+++ Records

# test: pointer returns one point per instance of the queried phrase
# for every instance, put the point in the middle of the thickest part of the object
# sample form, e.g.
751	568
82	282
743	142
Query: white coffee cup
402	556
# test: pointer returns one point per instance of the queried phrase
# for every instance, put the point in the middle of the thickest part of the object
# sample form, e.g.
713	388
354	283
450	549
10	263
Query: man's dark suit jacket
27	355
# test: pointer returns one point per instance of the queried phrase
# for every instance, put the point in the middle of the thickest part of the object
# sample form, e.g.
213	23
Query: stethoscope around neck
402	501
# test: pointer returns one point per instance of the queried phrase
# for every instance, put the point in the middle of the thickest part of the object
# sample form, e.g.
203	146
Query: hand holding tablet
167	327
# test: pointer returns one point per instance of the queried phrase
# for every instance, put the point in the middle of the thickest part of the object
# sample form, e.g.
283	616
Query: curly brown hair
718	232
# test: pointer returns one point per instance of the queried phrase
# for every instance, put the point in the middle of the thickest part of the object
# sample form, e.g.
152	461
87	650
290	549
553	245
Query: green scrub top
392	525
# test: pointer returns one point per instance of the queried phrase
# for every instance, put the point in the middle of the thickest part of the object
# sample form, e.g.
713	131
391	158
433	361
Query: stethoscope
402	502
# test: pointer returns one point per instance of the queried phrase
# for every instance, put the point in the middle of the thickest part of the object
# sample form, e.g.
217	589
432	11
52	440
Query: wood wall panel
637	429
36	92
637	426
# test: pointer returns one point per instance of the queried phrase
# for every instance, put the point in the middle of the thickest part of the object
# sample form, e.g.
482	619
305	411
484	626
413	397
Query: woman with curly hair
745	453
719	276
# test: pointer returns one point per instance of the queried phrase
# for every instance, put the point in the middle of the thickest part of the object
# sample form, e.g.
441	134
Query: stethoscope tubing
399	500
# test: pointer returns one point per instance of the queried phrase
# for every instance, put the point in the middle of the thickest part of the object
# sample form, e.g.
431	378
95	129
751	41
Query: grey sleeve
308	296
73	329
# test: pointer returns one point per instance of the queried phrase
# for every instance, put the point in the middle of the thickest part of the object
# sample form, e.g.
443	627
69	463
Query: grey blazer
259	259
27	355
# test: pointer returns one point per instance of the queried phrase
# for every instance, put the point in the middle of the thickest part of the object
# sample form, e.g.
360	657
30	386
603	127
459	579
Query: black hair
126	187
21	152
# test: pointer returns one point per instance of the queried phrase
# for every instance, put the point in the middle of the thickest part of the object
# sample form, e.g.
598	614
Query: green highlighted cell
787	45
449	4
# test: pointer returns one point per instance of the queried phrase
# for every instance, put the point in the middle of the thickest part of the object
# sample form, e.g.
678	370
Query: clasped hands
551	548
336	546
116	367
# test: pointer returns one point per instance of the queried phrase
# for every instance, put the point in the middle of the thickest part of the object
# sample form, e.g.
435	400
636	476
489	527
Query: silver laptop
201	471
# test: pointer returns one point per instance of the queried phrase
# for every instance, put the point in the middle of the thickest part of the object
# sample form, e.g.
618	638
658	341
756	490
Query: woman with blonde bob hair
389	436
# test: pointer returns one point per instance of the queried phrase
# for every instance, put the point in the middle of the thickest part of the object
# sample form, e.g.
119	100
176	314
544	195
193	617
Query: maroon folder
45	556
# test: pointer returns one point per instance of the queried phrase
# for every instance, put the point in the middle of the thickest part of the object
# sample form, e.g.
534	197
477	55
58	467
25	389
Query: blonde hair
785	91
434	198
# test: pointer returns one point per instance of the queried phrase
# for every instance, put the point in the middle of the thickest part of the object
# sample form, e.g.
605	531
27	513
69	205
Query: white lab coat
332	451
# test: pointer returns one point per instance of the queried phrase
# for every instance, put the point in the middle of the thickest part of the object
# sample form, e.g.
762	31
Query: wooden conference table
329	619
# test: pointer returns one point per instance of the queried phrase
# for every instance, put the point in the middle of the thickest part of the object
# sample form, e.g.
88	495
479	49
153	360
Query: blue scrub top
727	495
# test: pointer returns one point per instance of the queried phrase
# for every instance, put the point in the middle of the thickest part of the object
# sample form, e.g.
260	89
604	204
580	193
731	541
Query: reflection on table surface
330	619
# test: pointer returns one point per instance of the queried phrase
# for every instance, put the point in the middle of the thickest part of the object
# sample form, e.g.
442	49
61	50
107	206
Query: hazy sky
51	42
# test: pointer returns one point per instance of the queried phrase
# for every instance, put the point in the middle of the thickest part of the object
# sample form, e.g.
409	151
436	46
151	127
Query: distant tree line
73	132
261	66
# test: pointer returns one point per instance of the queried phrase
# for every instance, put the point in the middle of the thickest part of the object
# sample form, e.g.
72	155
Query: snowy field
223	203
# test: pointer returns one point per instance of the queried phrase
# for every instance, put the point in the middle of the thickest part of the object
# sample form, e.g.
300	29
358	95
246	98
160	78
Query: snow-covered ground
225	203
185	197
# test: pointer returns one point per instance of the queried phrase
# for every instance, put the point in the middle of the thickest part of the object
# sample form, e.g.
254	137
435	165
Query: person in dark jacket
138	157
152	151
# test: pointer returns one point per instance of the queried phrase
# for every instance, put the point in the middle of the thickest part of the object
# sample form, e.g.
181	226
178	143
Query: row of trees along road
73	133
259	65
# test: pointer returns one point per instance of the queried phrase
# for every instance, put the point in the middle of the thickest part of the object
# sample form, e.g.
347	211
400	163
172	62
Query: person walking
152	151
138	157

++++++

## Exercise
Leaving no line out, return the data above verbatim.

## Solution to the problem
# test: pointer returns one point per instance of the queried phrase
# for every instance, put the point in the middle of the thickest part of the object
# sample form, e.g.
751	568
82	282
743	142
Query: white coffee cup
402	556
# test: pointer returns one point per instance of the queried phrase
# for every instance, put the point in the middle of the thickest part of the object
# sample form, e.g.
713	388
354	283
450	549
10	263
Query: man's dark suit jacket
27	355
# test: pointer returns one point per instance of the queried phrase
# for every instance, put the point in the middle of the thickest part of the object
# sample form, e.g.
213	23
Query: stethoscope around neck
402	501
# test: pointer returns one point per instance of the queried phrase
# for every instance, put the point in the middle of the thickest part of the object
# sample form, e.g.
203	146
Query: hand holding tablet
167	327
# test: pointer returns one point per instance of the queried phrase
# for every instance, put the point in the middle of the thickest part of the object
# sample form, e.g.
283	616
Query: curly brown hair
718	232
# test: pointer returns one point per instance of the queried phrase
# for every instance, put the point in the middle of the thickest part of the object
# sample form, e.g.
152	461
87	650
290	549
553	245
Query: green scrub top
392	525
# test: pointer returns one point per instance of the queried phrase
# for every instance, put the point in the middle of the thickest part of the object
# sample form, e.g.
713	131
391	158
433	361
Query: stethoscope
402	502
# test: pointer returns one point per instance of the queried phrase
# for every instance, put the point in the middle of the thickest part of the object
# sample form, e.g.
217	589
432	11
52	440
Query: wood wall panel
637	429
36	92
637	426
# test: pointer returns one point per instance of the queried phrase
# for every instance, put the point in the middle of the thickest part of the object
# sample form, e.g.
482	619
305	411
484	626
413	397
Query: woman with curly hair
745	453
719	276
# test: pointer returns one point per instance of the queried phrase
# for every instance, put the point in the middle of the thickest part of the object
# sample form, e.g.
441	134
Query: stethoscope tubing
399	500
# test: pointer returns one point per instance of the queried phrase
# for every instance, put the point in the middle of the thickest part of the object
# sample form, e.g.
431	378
95	129
751	41
Query: grey sleeve
308	296
73	329
# test: pointer returns one point per instance of the queried phrase
# for every instance, put the point in the middle of the thickest part of the object
# sample form, e.g.
443	627
69	463
Query: grey blazer
259	259
27	355
# test: pointer returns one point per instance of the queried phrase
# for every instance, put the point in the middle of the thickest part of the object
# sample form, e.g.
360	657
30	386
603	127
459	579
Query: black hair
126	187
21	152
# test: pointer returns one point per instance of the queried phrase
# for every instance, put the point in the middle of the thickest part of the object
# sample form, e.g.
598	614
Query: green highlighted cell
787	45
449	4
# test: pointer returns one point per instance of the queried phrase
# for every instance, put the point in the middle of the thickest part of the object
# sample form, e.g.
678	370
Query: clasped hands
551	548
336	546
116	367
# test: pointer returns one point per instance of the queried phrase
# for every instance, put the point in the middle of the thickest part of the object
# sample form, e.g.
435	400
636	476
489	527
Query: silver laptop
201	471
# test: pointer returns one point per instance of the queried phrase
# for every instance, put the point in the middle of the thickest part of the object
# sample form, e.g.
618	638
658	341
756	490
Query: woman with blonde bob hair
389	436
# test: pointer returns one point per instance of the queried phrase
# for every instance, put the point in the middle of the thickest part of the object
# sample form, e.g.
119	100
176	314
544	195
193	617
Query: maroon folder
45	556
# test: pointer returns one point per instance of the queried phrase
# for every instance, put the point in the middle of the thickest part of the object
# sample form, e.g.
534	197
477	55
58	467
25	389
Query: blonde hair
785	91
434	198
# test: pointer returns one point per instance of the queried phrase
# for every instance, put the point in the middle of the thickest part of the object
# sample form, e.g.
605	531
27	513
69	205
Query: white lab coat
332	451
# test: pointer returns one point per instance of the queried phrase
# for every instance, put the point in the middle of the thickest part of the object
# sample form, e.g.
762	31
Query: wooden conference table
329	619
# test: pointer returns one point per instance of the queried phrase
# for every instance, put the point in the middle of the thickest part of the object
# sample form, e.g.
88	495
479	49
153	360
Query: blue scrub top
727	495
# test: pointer returns one point per instance of the queried phrase
# for every instance, put the point in the middle of the thickest part of the object
# sample form, e.g.
260	89
604	204
580	193
731	541
Query: reflection on table surface
330	619
# test: pointer returns one point per instance of the queried phrase
# for every instance, put the point in the middle of the thickest part of the object
# sample form, e.g.
442	49
61	50
107	206
Query: hazy sky
51	42
# test: pointer returns one point per instance of the queried phrase
# for every instance, put the point in the middle of the thickest part of the object
# sample form, e.g.
409	151
436	46
151	127
Query: distant tree line
73	132
261	66
# test: pointer returns one point per instance of the queried phrase
# for every instance, put the point in the middle of the thickest part of the object
# sample form, e.g.
72	155
Query: snowy field
223	203
# test: pointer returns one point per instance of the queried phrase
# for every instance, put the point in the middle of the thickest part of the object
# sample form, e.g.
300	29
358	95
246	98
160	78
Query: snow-covered ground
225	203
185	197
# test: pointer returns one point per instance of the queried phrase
# for every instance, put the point in the middle of the thickest part of the object
# sample form, e.g.
254	137
435	165
Query: person in dark jacket
138	157
152	151
# test: pointer returns one point per instance of the queried phrase
# for every instance, put the point in the middle of the thickest part of the object
# sample form, e.g.
181	226
178	143
Query: row of trees along road
73	133
259	65
# test: pointer returns one point per instance of the queried phrase
# for every instance, put the point in the middle of the thickest part of the object
# sample form, e.g.
347	211
400	163
172	62
Query: person walking
152	151
138	157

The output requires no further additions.